→ **SOURCE TEXT**
Do you know what means of communication you have agreed with your bank?


Not so long ago, banks communicated with their customers mainly by post. In fact, we have all had the feeling at some point that the bank was the only one who wrote to us. With the popularisation of new technologies this situation has changed, and perhaps many of us are not aware of the means of communication that our bank uses to communicate with us.

If our contract with the institution is old, most probably the original will only include postal mail as a means of communication. If we are in fact no longer receiving letters through the post from the bank, it is very likely that the change was communicated to us at some point, perhaps together with other features or modifications that made this issue go unnoticed.

On the other hand, new contracts now almost always include electronic means of communication: text message, SMS, e-mail, communication through online banking, etc.

It is very important that we regularly review the messages received from our bank, because in the case of indefinite contracts, institutions can modify the applicable conditions by giving at least two months' notice, and if we do not express our disagreement within this period, it is understood that we accept the change.

→ **DESCRIPTION OF THE TASK**
According to the text about bank communication, how much notice must institutions give before modifying the conditions of indefinite contracts? Rely only on the text about bank communication.

→ **SUPPLIED DATA**
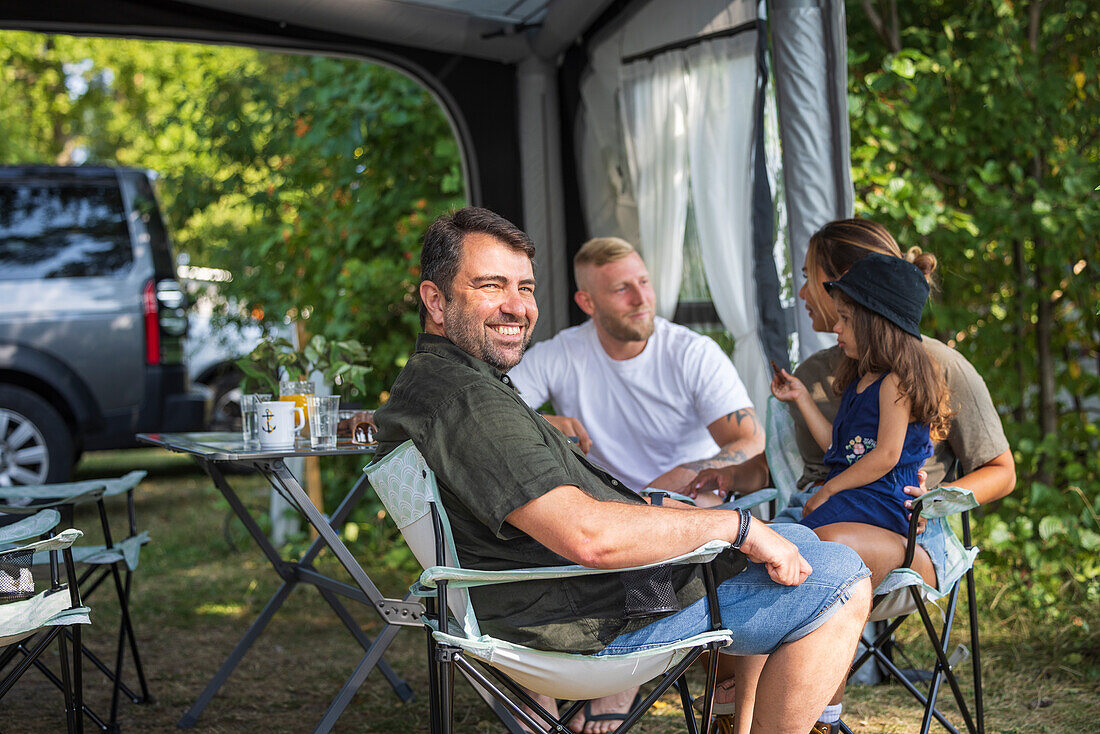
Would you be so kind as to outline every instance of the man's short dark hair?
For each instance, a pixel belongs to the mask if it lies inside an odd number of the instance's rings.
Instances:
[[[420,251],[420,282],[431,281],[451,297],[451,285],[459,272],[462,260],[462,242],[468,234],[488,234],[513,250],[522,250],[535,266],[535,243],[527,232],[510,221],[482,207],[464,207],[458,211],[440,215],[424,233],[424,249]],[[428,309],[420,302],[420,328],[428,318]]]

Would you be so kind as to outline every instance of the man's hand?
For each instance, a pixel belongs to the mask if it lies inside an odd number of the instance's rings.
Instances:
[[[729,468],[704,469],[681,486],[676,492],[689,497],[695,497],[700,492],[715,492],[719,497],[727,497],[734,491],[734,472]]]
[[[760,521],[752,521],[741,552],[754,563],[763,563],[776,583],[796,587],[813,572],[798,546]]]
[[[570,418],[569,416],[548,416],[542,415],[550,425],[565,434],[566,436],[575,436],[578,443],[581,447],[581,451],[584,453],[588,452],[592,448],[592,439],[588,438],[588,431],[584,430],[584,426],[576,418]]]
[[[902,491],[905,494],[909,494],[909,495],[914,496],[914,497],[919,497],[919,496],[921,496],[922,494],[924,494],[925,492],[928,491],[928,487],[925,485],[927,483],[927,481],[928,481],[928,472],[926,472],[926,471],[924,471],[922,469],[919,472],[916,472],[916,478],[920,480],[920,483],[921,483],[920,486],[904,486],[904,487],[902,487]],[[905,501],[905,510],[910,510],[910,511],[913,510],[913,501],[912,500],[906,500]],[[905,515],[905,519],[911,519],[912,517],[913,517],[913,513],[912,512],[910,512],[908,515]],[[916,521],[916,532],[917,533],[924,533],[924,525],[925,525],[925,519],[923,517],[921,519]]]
---
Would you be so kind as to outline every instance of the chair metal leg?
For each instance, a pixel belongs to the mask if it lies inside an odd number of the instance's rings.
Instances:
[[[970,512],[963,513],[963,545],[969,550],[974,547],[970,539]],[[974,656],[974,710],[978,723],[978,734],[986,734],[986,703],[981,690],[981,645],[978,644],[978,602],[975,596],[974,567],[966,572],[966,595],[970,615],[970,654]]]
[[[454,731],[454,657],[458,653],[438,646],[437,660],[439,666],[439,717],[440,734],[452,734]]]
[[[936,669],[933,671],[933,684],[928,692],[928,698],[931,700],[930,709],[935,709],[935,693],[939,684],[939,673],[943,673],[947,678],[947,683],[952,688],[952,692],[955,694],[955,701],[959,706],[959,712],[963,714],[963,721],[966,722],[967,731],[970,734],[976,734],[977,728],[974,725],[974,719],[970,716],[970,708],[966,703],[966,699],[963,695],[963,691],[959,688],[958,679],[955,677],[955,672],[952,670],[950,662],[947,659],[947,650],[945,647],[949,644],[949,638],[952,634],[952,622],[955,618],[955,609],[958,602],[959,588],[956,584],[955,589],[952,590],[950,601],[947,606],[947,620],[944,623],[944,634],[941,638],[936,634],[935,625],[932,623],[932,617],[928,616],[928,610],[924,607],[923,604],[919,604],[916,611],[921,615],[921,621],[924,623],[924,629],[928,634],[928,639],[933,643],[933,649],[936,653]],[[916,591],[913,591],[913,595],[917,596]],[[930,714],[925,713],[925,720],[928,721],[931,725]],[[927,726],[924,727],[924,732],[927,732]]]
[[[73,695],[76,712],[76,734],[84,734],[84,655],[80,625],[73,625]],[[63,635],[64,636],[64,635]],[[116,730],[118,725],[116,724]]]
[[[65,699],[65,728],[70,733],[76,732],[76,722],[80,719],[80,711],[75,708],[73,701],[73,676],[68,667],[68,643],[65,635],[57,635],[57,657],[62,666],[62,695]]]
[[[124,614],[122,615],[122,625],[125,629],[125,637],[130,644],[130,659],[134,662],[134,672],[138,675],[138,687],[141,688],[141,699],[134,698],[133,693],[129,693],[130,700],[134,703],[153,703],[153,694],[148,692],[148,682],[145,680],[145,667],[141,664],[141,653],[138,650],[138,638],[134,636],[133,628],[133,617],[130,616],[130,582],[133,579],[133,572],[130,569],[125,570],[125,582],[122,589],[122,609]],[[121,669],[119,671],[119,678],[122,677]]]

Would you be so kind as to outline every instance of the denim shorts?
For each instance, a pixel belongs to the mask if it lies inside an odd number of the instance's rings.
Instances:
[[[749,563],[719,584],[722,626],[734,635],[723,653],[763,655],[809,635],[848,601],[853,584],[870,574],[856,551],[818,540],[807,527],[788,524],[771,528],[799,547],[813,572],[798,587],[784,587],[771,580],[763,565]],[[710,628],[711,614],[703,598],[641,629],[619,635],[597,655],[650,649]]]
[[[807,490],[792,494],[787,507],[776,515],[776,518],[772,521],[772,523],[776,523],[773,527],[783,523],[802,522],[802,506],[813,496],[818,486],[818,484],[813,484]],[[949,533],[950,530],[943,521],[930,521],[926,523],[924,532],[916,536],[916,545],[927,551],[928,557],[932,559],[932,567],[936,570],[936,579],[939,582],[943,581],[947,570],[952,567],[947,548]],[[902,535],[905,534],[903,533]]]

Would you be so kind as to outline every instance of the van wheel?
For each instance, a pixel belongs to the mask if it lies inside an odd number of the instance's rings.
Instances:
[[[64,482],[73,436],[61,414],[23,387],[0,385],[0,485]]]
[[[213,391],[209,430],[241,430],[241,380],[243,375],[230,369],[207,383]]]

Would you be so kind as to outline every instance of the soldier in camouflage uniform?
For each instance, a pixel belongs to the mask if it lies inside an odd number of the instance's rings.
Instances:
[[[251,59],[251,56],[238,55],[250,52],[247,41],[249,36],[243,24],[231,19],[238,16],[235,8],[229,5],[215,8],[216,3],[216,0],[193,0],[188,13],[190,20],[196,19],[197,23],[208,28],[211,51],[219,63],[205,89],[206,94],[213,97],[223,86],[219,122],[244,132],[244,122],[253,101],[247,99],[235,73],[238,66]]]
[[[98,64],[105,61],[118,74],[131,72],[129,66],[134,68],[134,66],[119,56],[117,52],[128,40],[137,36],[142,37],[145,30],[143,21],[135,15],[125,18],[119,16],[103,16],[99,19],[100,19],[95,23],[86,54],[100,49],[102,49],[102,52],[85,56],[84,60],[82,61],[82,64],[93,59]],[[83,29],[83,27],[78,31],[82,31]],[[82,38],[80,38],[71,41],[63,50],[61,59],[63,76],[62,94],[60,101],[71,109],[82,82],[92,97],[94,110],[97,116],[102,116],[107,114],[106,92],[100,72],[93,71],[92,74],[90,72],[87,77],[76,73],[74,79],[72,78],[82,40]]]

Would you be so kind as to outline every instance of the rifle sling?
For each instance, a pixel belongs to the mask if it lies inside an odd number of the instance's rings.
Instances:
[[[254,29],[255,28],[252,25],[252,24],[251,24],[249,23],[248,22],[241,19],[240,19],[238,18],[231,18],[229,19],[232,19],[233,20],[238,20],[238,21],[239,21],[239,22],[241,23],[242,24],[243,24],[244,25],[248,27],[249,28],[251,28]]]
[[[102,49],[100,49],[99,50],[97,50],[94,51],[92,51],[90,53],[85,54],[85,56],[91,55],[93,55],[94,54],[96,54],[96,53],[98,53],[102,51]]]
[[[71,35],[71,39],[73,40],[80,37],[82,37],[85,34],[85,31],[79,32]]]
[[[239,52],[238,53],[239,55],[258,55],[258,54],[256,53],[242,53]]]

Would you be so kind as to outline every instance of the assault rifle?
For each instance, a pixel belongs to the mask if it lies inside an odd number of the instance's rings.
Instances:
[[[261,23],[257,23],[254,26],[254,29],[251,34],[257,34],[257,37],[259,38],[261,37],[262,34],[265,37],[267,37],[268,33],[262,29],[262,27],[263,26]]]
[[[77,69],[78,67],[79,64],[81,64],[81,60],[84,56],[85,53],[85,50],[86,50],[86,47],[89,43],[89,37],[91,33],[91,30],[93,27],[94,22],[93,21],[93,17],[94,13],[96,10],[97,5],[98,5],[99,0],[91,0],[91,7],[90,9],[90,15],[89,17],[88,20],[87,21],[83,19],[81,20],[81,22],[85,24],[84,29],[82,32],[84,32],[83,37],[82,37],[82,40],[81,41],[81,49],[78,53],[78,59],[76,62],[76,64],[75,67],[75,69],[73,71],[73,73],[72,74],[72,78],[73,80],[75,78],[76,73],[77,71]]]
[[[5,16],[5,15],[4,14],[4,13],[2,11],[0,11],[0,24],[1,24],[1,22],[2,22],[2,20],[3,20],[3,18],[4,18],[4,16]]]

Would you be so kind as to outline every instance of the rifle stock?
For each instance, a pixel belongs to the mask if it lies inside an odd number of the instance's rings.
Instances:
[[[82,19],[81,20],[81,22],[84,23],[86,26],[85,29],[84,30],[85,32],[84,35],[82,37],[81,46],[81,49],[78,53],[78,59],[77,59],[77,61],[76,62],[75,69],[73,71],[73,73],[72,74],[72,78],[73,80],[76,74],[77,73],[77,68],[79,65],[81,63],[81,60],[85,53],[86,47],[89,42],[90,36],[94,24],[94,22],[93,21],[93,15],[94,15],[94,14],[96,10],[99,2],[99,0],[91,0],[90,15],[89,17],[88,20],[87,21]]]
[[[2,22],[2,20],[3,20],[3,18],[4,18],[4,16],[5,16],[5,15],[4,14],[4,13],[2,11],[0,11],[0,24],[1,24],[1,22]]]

→ **ANSWER FOR THIS EXERCISE**
At least two months' notice.